[SET PROBLEM]: Copy out every line of the material below without changing anything.

(Stored records)
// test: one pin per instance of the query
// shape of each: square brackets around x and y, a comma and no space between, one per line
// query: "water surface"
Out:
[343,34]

[RESPONSE]:
// test: one pin per instance of the query
// shape of each: square brackets around x and y, a comma and no space between, one per line
// query: "water surface"
Out:
[343,34]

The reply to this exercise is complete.